## WHAT NEEDS TO BE DONE
Answer these questions from the Lyon College text below, one answer per line:
1. Which building was damaged by fire in October 2010?
2. What was student enrollment as of fall 2024?
3. What is the name of the campus dog park?

## PAGE EXTRACT

The college was originally located in the "downtown" block that the First Presbyterian Church of Batesville now occupies. In the 1920s, the college moved to East End Heights neighborhood, which was later known as the middle campus. The college added more buildings from 1991 and 1994, including the Holloway Theatre, Lyon Business and Economics Building, President's Residence, Bradley Manor, Upper Division Residence Hall, and Young House. The Derby Center for Science and Mathematics was completed in December 2003, followed by the Kelley Baseball Complex, in January 2004. The size of the current campus is 136 acres.

In October 2010, a fire damaged the Edwards Commons Dining Hall. The building was named after John W. Edwards and Lucille Welman Edwards, who originally funded the building. Reconstruction of the building began in October 2011. Lyon college added two new residence halls, named Whiteside and Wilson, in October 2015.

The campus includes an 18-hole disc golf course that is open to the public.

==Student life==
Student enrollment was 666, as of fall 2024.

Lyon College has a Scottish Heritage program that provides scholarships and hosts the Arkansas Scottish Festival every October. The program also started a campus pipe band that includes Lyon College students, faculty, and staff, along with volunteer musicians from Batesville and surrounding areas. The pipe band has performed locally in Arkansas as well as in Scotland.

The college adopted a pet-friendly policy in January 2018 that allows students to own pets while living in the on-campus dormitories. It began offering obedience classes for animals and animal-friendly facilities, including a coffee shop and a dog park called the Schram Bark Park.

## DATASET EXCERPT
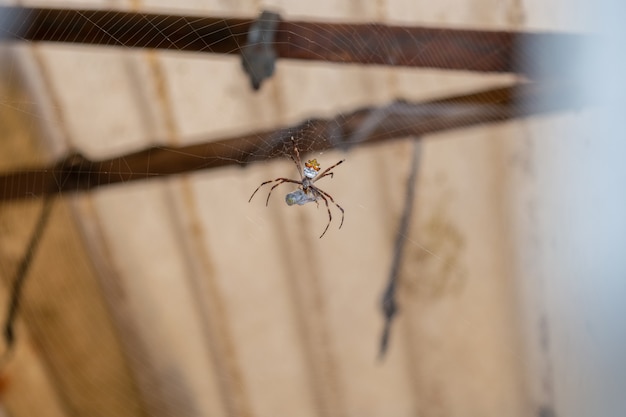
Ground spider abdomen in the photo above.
[285,188,317,206]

## SOLUTION TO THE EXERCISE
1. The Edwards Commons Dining Hall
2. 666
3. The Schram Bark Park